ACTIVITY:
Please copy the lines below exactly, from the first one through the line showing "Can you find the shrub".

● ● ● ● ●

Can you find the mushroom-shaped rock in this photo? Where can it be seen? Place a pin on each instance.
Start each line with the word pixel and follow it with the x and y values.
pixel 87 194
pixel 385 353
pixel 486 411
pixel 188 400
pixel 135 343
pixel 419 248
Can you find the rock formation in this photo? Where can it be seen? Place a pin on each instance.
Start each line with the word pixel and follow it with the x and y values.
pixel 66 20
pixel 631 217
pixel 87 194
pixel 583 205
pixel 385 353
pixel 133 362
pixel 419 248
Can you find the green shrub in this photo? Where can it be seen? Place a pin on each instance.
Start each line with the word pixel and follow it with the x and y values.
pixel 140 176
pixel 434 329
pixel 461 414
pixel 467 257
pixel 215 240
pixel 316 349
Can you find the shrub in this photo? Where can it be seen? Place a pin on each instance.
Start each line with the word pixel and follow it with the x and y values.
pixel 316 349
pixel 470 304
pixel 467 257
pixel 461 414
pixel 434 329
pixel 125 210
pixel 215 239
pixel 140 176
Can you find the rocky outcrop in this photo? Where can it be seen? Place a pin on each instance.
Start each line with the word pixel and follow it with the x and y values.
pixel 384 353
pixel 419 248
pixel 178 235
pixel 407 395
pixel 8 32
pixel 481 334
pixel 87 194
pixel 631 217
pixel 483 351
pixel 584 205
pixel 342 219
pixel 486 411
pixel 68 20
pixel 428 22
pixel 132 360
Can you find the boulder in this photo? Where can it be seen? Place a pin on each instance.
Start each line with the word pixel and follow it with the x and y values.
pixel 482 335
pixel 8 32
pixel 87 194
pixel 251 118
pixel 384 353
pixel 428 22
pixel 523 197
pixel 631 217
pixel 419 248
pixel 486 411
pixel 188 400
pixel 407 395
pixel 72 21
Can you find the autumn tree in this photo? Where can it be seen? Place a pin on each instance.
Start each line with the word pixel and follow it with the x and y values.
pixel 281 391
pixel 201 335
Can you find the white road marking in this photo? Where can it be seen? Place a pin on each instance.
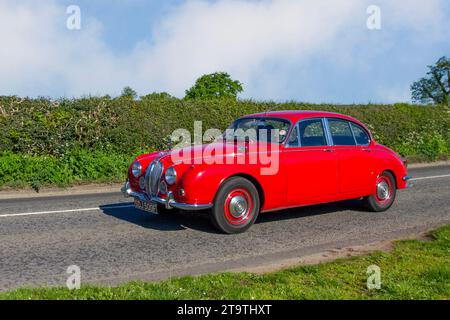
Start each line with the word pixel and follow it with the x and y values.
pixel 62 211
pixel 431 177
pixel 130 205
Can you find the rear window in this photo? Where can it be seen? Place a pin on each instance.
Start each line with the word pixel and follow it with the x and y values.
pixel 312 133
pixel 341 133
pixel 361 136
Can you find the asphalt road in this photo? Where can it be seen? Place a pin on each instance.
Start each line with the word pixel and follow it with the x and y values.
pixel 112 242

● ● ● ● ●

SOLVED PROBLEM:
Can you find the mushroom-shaped rock in this photo? Where can it be seen? Place a pin on each instance.
Start each line with the word pixel and follow it with the x and y values.
pixel 87 194
pixel 385 353
pixel 486 411
pixel 188 400
pixel 135 343
pixel 419 248
Can you find the rock formation in this photo? Where can it be seen? Place a pin on each instance.
Start each line with the word pixel and follow it with the x and y values.
pixel 66 20
pixel 631 217
pixel 87 194
pixel 583 205
pixel 385 353
pixel 133 362
pixel 419 248
Can you find the green shrub in this photo? Where can it be seen? Place a pin on each instance.
Start each line with the word pixel and follow it with the x and y values.
pixel 140 176
pixel 434 329
pixel 461 414
pixel 467 257
pixel 215 240
pixel 316 349
Can you find the shrub in this photo? Where can it be seen? Place a pin on each instance.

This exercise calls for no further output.